◆ **Sayfa**
++++
5G’nin yaygınlaşmasıyla birlikte, mobil veri trafiği de hızla artıyor. Küresel mobil veri trafiğinin önümüzdeki yıllarda katlanarak artması bekleniyor[6]. Bu artış, 5G’nin sunduğu yüksek hız ve kapasite sayesinde mümkün oluyor. 5G’nin kullanımı yaygınlaştıkça, hizmete giren bağımsız 5G ağı sayısındaki artış da hem tüketicilere hem de işletmelere yeni ve daha yüksek bağlantı kapasitesi gerektiren uygulamalardan yararlanma olanağı sağlıyor.
Çin’de gelişmiş 5G teknolojisi (5G-A) geliştiriliyor. Hücre iletişiminin kapasitesini yeni bir seviyeye taşıyan 5G-A, endüstriyel kontrolde etkinliği artırırken, iş akışlarına getirdiği esneklikle geleneksel sanayi kollarını “akıllı imalat” ile entegre ediyor[7].
5G’nin Teknik Özellikleri ve Dönüştürücü Etkisi
5G teknolojisi, geleneksel mobil iletişimin çok ötesinde imkanlar sunuyor. 4G’ye kıyasla en az on kat daha yüksek hız (1000+ Mbps), elli kat daha düşük gecikme süresi (1 milisaniyenin altında) ve kilometrekare başına bin kat daha fazla cihaz bağlantı kapasitesi sağlıyor[8]. Bu teknik üstünlükler, birçok yeni nesil uygulamayı mümkün kılıyor.
Özellikle düşük gecikme süresi, gerçek zamanlı uygulamalar için dönüştürücü fırsatlar sunuyor. Uzaktan ameliyat gibi hassas tıbbi işlemlerden, otonom araçların anlık karar verme mekanizmalarına kadar çeşitli kritik uygulamalar, 5G’nin sağladığı ultra düşük gecikme süresiyle mümkün hale geliyor. Yüksek bağlantı kapasitesi ise, akıllı şehir uygulamalarının yaygınlaşmasını ve Nesnelerin İnterneti (IoT) ekosisteminin genişlemesini destekliyor.
++++
◆ **Yönergeler**
**1.** Aşağıdaki kayıtlarda "gray" dizesini içeren kaç satır var? Büyük-küçük harf ayrımını gözeterek sayın ve yalnızca sayıyı yazın.
**2.** Yukarıdaki 5G metnini son cümlesinden sonra sürdürür müsünüz?
++++
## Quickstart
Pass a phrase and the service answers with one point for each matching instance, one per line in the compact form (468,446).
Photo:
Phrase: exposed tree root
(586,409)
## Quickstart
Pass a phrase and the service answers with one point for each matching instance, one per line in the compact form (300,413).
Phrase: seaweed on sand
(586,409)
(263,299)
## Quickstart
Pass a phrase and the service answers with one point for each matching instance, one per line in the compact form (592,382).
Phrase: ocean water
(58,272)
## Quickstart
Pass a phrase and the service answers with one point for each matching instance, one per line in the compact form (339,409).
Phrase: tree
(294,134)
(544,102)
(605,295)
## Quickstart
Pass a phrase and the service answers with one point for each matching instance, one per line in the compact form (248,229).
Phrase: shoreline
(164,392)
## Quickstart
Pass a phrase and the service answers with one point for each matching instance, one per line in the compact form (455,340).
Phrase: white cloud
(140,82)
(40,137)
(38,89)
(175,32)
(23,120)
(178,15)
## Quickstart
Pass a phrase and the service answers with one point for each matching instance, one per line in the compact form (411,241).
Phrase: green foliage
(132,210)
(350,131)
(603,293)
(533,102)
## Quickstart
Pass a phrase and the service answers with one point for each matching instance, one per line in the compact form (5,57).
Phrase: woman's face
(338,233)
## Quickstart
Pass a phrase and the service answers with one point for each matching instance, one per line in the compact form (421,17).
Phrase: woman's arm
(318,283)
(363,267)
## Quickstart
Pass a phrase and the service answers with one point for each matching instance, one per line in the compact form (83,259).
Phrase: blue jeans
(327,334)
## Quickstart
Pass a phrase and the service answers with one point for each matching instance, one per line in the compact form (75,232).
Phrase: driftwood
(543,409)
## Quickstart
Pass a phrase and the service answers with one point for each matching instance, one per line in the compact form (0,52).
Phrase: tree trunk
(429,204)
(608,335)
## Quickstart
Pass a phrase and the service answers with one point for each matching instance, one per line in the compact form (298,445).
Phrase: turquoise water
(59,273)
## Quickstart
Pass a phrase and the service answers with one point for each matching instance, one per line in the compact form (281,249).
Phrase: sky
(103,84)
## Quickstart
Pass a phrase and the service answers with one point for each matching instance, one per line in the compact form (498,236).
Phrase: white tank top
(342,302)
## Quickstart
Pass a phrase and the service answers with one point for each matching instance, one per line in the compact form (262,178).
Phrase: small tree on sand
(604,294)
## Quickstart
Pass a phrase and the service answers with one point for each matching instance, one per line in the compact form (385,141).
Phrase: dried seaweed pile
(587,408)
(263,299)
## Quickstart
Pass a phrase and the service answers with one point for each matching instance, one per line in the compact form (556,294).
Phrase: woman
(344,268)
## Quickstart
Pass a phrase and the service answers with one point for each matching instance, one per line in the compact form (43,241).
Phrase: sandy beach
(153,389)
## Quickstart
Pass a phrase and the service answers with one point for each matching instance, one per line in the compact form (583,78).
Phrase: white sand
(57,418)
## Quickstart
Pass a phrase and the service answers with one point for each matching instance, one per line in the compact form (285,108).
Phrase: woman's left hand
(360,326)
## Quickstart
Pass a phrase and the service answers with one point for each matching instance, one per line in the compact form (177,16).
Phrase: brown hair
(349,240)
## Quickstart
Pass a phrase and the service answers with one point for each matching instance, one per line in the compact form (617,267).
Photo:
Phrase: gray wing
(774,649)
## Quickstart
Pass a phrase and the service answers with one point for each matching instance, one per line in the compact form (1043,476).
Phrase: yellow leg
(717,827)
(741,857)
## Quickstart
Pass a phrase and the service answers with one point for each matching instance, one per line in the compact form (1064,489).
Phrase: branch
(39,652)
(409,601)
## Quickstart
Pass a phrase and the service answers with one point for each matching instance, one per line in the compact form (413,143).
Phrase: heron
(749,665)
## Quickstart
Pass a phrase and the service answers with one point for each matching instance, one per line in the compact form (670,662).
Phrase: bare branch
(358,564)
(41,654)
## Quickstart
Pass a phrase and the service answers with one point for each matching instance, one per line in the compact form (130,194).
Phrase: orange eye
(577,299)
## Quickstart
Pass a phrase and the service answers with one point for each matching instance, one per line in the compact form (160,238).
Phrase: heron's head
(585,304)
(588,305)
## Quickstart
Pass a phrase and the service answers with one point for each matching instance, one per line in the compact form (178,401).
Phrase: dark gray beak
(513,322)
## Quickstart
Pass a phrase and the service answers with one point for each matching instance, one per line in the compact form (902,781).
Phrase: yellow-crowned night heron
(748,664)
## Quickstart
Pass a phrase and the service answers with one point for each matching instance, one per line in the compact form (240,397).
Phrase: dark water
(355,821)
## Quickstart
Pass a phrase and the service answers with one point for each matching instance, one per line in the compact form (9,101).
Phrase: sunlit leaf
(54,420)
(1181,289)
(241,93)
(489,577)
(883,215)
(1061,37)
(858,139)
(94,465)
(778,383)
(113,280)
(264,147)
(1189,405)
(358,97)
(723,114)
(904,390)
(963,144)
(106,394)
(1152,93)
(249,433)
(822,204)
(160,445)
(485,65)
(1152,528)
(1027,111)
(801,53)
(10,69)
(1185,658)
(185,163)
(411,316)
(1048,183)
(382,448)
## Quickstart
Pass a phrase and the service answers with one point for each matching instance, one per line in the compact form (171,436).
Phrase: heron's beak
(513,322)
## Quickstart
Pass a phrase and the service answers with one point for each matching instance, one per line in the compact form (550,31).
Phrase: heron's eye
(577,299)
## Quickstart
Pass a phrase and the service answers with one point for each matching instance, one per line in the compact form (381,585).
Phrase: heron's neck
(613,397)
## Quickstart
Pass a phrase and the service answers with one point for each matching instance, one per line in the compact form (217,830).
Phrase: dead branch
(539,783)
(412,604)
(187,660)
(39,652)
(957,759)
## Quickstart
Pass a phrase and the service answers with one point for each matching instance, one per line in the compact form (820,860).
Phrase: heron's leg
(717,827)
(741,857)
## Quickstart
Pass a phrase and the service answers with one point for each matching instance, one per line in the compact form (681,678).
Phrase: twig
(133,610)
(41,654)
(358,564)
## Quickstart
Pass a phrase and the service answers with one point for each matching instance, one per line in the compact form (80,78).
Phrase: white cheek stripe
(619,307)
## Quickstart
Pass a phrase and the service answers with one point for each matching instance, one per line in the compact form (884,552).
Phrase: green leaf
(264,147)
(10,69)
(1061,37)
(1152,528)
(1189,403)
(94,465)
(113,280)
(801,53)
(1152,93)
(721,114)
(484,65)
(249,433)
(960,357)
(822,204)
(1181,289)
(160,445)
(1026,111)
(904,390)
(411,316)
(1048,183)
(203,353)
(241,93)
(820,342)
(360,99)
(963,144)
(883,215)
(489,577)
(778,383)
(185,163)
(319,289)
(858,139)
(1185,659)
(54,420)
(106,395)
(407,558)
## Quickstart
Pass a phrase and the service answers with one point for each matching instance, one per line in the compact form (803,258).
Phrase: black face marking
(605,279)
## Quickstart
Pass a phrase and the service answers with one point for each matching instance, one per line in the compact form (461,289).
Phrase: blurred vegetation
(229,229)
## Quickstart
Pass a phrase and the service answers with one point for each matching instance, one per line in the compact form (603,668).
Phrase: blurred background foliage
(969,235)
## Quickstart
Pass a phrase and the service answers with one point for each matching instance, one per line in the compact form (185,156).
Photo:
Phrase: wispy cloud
++++
◆ **Sıralı Sonuçlar**
**1.** 2

**2.**
5G’nin sağladığı bu teknik üstünlükler, yapay zeka uygulamalarının da yaygınlaşmasına ve performansının artmasına önemli katkılar sunuyor. Özellikle düşük gecikme süresi ve yüksek bağlantı kapasitesi, yapay zeka modellerinin gerçek zamanlı veri işlemesini ve anlık tepki vermesini mümkün kılıyor. Örneğin, akıllı şehirlerdeki trafik yönetim sistemlerinde yapay zeka algoritmaları, 5G sayesinde gerçek zamanlı veri analizi yapabiliyor ve trafik akışını optimize edebiliyor. Ayrıca, 5G altyapısı üzerinden çalışan uç bilişim (edge computing) sistemleri, yapay zeka uygulamalarının daha verimli çalışmasını sağlıyor. Bu da özellikle otonom araçlar, akıllı fabrikalar ve artırılmış gerçeklik uygulamaları gibi alanlarda yapay zekanın potansiyelini en üst düzeye çıkarıyor.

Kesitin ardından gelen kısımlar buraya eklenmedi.